Named-object pointing records:
▬▬▬▬▬▬

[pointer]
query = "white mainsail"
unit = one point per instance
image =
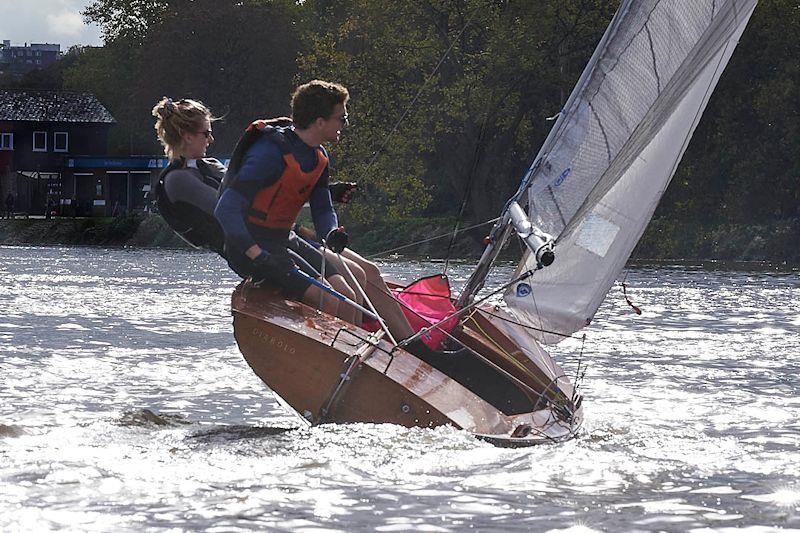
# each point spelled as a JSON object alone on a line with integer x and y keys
{"x": 615, "y": 147}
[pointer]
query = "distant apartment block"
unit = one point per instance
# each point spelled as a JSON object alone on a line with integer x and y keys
{"x": 19, "y": 60}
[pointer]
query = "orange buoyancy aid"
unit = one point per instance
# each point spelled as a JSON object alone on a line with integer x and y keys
{"x": 278, "y": 205}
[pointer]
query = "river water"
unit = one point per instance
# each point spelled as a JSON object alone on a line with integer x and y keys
{"x": 126, "y": 406}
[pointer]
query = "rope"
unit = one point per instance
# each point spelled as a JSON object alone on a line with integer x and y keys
{"x": 467, "y": 192}
{"x": 423, "y": 241}
{"x": 377, "y": 152}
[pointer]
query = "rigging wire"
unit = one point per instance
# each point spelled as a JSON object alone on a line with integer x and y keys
{"x": 417, "y": 243}
{"x": 408, "y": 108}
{"x": 467, "y": 193}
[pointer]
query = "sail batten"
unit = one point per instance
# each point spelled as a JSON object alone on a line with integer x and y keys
{"x": 617, "y": 144}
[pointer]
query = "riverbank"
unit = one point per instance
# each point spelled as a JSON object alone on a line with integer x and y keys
{"x": 663, "y": 240}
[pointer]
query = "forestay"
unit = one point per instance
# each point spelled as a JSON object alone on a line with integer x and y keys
{"x": 615, "y": 147}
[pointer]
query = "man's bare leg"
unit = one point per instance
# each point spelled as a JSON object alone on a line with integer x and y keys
{"x": 380, "y": 295}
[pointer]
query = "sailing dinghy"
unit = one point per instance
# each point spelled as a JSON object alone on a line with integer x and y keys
{"x": 579, "y": 210}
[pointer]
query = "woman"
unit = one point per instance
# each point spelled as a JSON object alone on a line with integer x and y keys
{"x": 187, "y": 191}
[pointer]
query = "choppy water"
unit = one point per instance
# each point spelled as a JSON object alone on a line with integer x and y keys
{"x": 125, "y": 405}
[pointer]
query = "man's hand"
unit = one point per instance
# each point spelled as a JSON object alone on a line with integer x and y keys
{"x": 337, "y": 240}
{"x": 272, "y": 265}
{"x": 343, "y": 191}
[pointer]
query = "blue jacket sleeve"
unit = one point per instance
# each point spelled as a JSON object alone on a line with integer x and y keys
{"x": 262, "y": 165}
{"x": 230, "y": 212}
{"x": 322, "y": 212}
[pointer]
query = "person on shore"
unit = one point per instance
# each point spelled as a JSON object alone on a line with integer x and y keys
{"x": 273, "y": 172}
{"x": 10, "y": 205}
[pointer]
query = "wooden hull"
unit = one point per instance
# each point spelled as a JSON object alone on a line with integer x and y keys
{"x": 302, "y": 354}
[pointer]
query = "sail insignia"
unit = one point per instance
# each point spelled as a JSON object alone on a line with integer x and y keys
{"x": 615, "y": 147}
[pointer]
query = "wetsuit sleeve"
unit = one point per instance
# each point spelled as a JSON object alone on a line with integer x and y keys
{"x": 261, "y": 166}
{"x": 184, "y": 185}
{"x": 322, "y": 212}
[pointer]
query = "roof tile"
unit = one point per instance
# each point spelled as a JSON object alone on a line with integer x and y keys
{"x": 52, "y": 106}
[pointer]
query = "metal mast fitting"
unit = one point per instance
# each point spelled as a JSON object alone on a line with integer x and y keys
{"x": 537, "y": 241}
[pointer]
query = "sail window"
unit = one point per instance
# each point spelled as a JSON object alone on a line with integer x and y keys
{"x": 597, "y": 234}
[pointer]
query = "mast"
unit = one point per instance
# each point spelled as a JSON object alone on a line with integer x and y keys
{"x": 502, "y": 228}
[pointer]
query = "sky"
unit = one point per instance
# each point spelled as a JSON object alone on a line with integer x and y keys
{"x": 46, "y": 21}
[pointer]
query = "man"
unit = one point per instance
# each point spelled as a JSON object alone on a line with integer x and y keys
{"x": 273, "y": 172}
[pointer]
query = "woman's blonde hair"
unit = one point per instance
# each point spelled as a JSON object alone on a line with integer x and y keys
{"x": 174, "y": 118}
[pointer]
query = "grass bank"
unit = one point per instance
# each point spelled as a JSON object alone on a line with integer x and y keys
{"x": 664, "y": 239}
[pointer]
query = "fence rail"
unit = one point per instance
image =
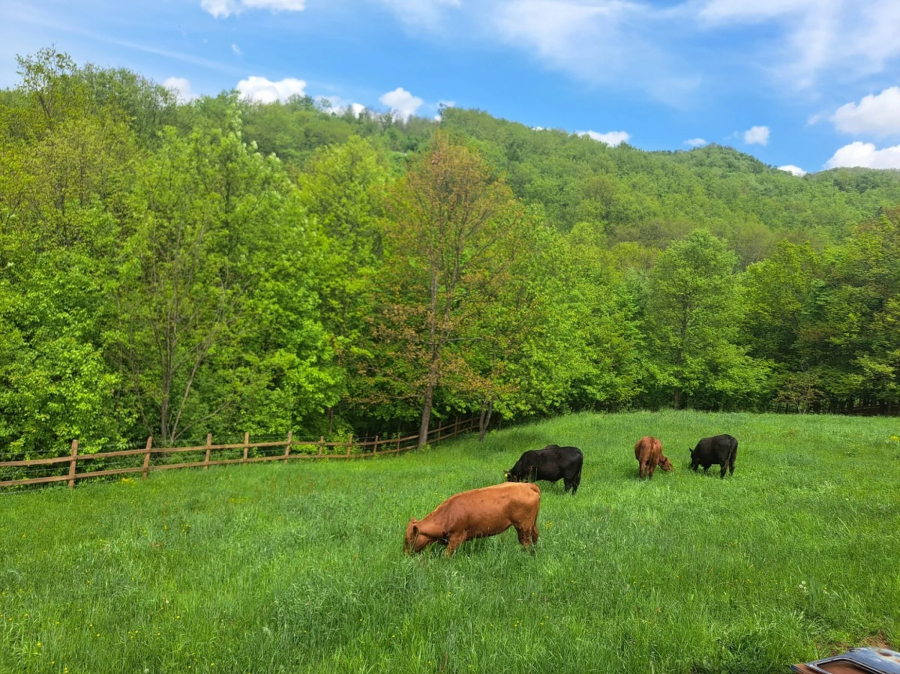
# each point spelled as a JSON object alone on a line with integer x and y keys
{"x": 293, "y": 450}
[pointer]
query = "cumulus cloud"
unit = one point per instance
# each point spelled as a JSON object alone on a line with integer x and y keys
{"x": 865, "y": 155}
{"x": 262, "y": 90}
{"x": 651, "y": 46}
{"x": 224, "y": 8}
{"x": 757, "y": 135}
{"x": 818, "y": 37}
{"x": 878, "y": 114}
{"x": 608, "y": 42}
{"x": 796, "y": 170}
{"x": 402, "y": 103}
{"x": 181, "y": 87}
{"x": 611, "y": 138}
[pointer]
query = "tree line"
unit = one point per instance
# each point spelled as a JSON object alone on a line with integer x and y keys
{"x": 176, "y": 268}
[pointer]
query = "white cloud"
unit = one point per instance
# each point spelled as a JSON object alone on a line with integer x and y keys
{"x": 816, "y": 38}
{"x": 402, "y": 103}
{"x": 757, "y": 135}
{"x": 795, "y": 170}
{"x": 609, "y": 42}
{"x": 873, "y": 114}
{"x": 611, "y": 138}
{"x": 865, "y": 155}
{"x": 263, "y": 90}
{"x": 181, "y": 87}
{"x": 224, "y": 8}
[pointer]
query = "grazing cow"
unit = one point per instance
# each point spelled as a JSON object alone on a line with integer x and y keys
{"x": 550, "y": 463}
{"x": 720, "y": 449}
{"x": 476, "y": 514}
{"x": 648, "y": 452}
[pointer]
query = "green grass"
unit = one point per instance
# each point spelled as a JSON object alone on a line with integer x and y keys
{"x": 299, "y": 567}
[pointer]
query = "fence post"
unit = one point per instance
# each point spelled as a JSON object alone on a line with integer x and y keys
{"x": 287, "y": 449}
{"x": 73, "y": 463}
{"x": 147, "y": 458}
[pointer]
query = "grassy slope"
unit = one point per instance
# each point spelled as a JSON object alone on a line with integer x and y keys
{"x": 299, "y": 567}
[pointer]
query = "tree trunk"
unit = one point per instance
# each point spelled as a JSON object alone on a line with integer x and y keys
{"x": 426, "y": 416}
{"x": 485, "y": 419}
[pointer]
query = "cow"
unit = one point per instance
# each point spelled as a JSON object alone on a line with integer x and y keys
{"x": 476, "y": 514}
{"x": 648, "y": 452}
{"x": 551, "y": 463}
{"x": 720, "y": 449}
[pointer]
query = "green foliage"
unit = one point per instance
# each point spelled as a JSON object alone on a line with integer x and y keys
{"x": 693, "y": 318}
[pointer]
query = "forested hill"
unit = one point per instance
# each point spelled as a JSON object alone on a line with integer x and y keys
{"x": 175, "y": 268}
{"x": 646, "y": 197}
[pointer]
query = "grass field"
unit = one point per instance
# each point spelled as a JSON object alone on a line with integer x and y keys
{"x": 299, "y": 567}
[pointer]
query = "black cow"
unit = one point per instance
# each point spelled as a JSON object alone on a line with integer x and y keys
{"x": 550, "y": 463}
{"x": 721, "y": 449}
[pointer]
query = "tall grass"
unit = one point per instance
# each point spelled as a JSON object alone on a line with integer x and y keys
{"x": 299, "y": 567}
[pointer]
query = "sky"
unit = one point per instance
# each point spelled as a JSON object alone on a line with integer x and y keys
{"x": 801, "y": 84}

▬▬▬▬▬▬

The records above are to be restated exactly, without their pictures.

Result:
[pointer]
query = "white mainsail"
unit = one point per instance
image =
# each point spelled as a JSON object alone on a line with integer x and y keys
{"x": 615, "y": 147}
[pointer]
query = "distant apartment block"
unit = one point per instance
# each point spelled as a JSON object alone on a line with integer x and y keys
{"x": 19, "y": 60}
[pointer]
query = "orange buoyancy aid"
unit = one point per instance
# each point spelled as a JSON object alone on a line with integer x and y keys
{"x": 278, "y": 205}
[pointer]
query = "river water"
unit = one point per instance
# each point spelled as a JSON object alone on a line with integer x and y keys
{"x": 126, "y": 406}
[pointer]
query = "rope"
unit = one point per instance
# each point spelled as a JSON object alone on a line with integer x and y keys
{"x": 467, "y": 192}
{"x": 423, "y": 241}
{"x": 377, "y": 152}
[pointer]
query = "rigging wire"
unit = one point per instance
# each point spelled as a JSON object alone on a line with integer x and y keys
{"x": 417, "y": 243}
{"x": 408, "y": 108}
{"x": 467, "y": 193}
[pointer]
query = "sail batten"
unit = one point per instance
# each point spelled as a JSON object alone on a line with integer x and y keys
{"x": 617, "y": 144}
[pointer]
query = "riverbank"
unit = one point per instance
# each point spelled as a JSON object alone on a line with integer x and y keys
{"x": 663, "y": 240}
[pointer]
query = "forestay"
unit = one point per instance
# each point spelled as a JSON object alone on a line with integer x and y keys
{"x": 615, "y": 147}
[pointer]
query = "man's bare leg"
unit = one point per instance
# each point spelled as a JSON object alone on a line with integer x and y keys
{"x": 380, "y": 295}
[pointer]
query = "sailing dinghy"
unit = one point per instance
# each point spelled as a JSON object alone on a line with integer x and y keys
{"x": 579, "y": 210}
[pointer]
query = "woman"
unit = one point per instance
# each point spelled as a JSON object alone on a line with integer x and y keys
{"x": 187, "y": 191}
[pointer]
query = "choppy water"
unit = one point per instance
# each point spelled as a JSON object alone on a line with integer x and y keys
{"x": 125, "y": 405}
[pointer]
query = "man's hand"
unit = one point per instance
# each point spelled as a JSON object alone on a line with integer x and y keys
{"x": 337, "y": 240}
{"x": 272, "y": 265}
{"x": 343, "y": 191}
[pointer]
query = "blue jacket sleeve"
unit = one point per instance
# each point spelled as a JSON object alone on a line with integer x and y keys
{"x": 262, "y": 165}
{"x": 230, "y": 212}
{"x": 322, "y": 212}
[pointer]
query = "person on shore"
unit = one point per instance
# each point spelled as a JSON object alone on a line with integer x and y keys
{"x": 273, "y": 172}
{"x": 10, "y": 205}
[pointer]
query = "wooden hull"
unit = one point per instance
# each point spelled as a JSON object alone on a line with integer x and y keys
{"x": 302, "y": 354}
[pointer]
query = "sail insignia"
unit = one point per instance
# each point spelled as a JSON object alone on a line with integer x and y keys
{"x": 615, "y": 147}
[pointer]
query = "wetsuit sleeve"
unit = one point per instance
# each point spelled as a JSON object alone on a line with integer x and y keys
{"x": 261, "y": 166}
{"x": 184, "y": 185}
{"x": 322, "y": 212}
[pointer]
query = "roof tile"
unit = one point per instance
# each point spelled as a JSON object alone on a line with integer x and y keys
{"x": 52, "y": 106}
[pointer]
query = "metal mast fitting"
unit = one point per instance
# each point spelled as a JSON object alone on a line with integer x and y keys
{"x": 537, "y": 241}
[pointer]
query = "sail window"
unit = one point per instance
# each point spelled as a JSON object alone on a line with integer x and y keys
{"x": 597, "y": 234}
[pointer]
query = "mast"
unit = one point per instance
# each point spelled as a JSON object alone on a line with integer x and y keys
{"x": 502, "y": 228}
[pointer]
query = "sky"
unit = one point per instance
# each point spelled as a JSON object alone on a line with integer x and y keys
{"x": 46, "y": 21}
[pointer]
query = "man"
unit = one point per instance
# each point spelled as a JSON object alone on a line with integer x and y keys
{"x": 273, "y": 172}
[pointer]
query = "woman's blonde hair"
unit = one point per instance
# each point spelled as a JSON object alone on a line with integer x and y keys
{"x": 174, "y": 118}
[pointer]
query = "grass bank"
unit = one point per instance
# each point spelled as a JSON object alone on a line with integer x and y keys
{"x": 664, "y": 239}
[pointer]
query = "fence rail"
unit = one point per instance
image =
# each point spelled as a JSON object alone on a line with integer x and y keys
{"x": 293, "y": 450}
[pointer]
query = "cumulus cloud"
unit = one point per instance
# each point spelled as a JSON object alone on a line with integer x and y keys
{"x": 865, "y": 155}
{"x": 262, "y": 90}
{"x": 651, "y": 46}
{"x": 224, "y": 8}
{"x": 757, "y": 135}
{"x": 818, "y": 37}
{"x": 878, "y": 114}
{"x": 608, "y": 42}
{"x": 796, "y": 170}
{"x": 402, "y": 103}
{"x": 181, "y": 87}
{"x": 611, "y": 138}
[pointer]
query = "tree line"
unit = one point per instance
# each point spelled as a JSON object alone on a line with integer x and y keys
{"x": 176, "y": 268}
[pointer]
query = "white cloud"
unit = one point per instance
# each point spelled as a JSON object alone on a line with integer x and y keys
{"x": 816, "y": 38}
{"x": 402, "y": 103}
{"x": 757, "y": 135}
{"x": 795, "y": 170}
{"x": 609, "y": 42}
{"x": 873, "y": 114}
{"x": 611, "y": 138}
{"x": 865, "y": 155}
{"x": 263, "y": 90}
{"x": 181, "y": 87}
{"x": 224, "y": 8}
[pointer]
query = "grazing cow"
unit = one point per instance
# each point spelled as a JSON object alone on a line with integer x and y keys
{"x": 550, "y": 463}
{"x": 720, "y": 449}
{"x": 476, "y": 514}
{"x": 648, "y": 452}
[pointer]
query = "green grass"
unit = one point per instance
# each point spelled as a JSON object alone on a line with integer x and y keys
{"x": 299, "y": 567}
[pointer]
query = "fence post"
unit = one point per instance
# each point spelled as a JSON object alone on a line with integer x and y keys
{"x": 287, "y": 449}
{"x": 73, "y": 463}
{"x": 147, "y": 458}
[pointer]
query = "grassy slope"
unit = one point per instance
# each point spelled as a JSON object alone on a line with integer x and y keys
{"x": 299, "y": 567}
[pointer]
query = "tree trunk"
unit = one point per instance
# each point spelled as a JSON object alone on a line with integer x and y keys
{"x": 426, "y": 416}
{"x": 485, "y": 419}
[pointer]
query = "cow"
unit = one point per instance
# each point spelled as a JSON object alone on a line with integer x and y keys
{"x": 476, "y": 514}
{"x": 648, "y": 452}
{"x": 551, "y": 463}
{"x": 720, "y": 449}
[pointer]
query = "green foliage"
unit = one point per instance
# each point spelled as a JSON object alone on a line with integer x and y keys
{"x": 693, "y": 318}
[pointer]
query = "forested hill"
unit = one point per instance
# each point spelled as a JSON object alone on a line with integer x and y keys
{"x": 175, "y": 268}
{"x": 646, "y": 197}
[pointer]
query = "grass field"
unit = one point per instance
# each point spelled as a JSON object alone on a line with integer x and y keys
{"x": 299, "y": 567}
[pointer]
query = "black cow"
unit = one point per instance
# each point spelled as a JSON object alone on a line with integer x and y keys
{"x": 550, "y": 463}
{"x": 721, "y": 449}
[pointer]
query = "tall grass"
unit = one point per instance
# each point spelled as a JSON object alone on a line with integer x and y keys
{"x": 299, "y": 567}
[pointer]
query = "sky"
unit = one point per instance
# each point spelled as a JSON object alone on a line with integer x and y keys
{"x": 801, "y": 84}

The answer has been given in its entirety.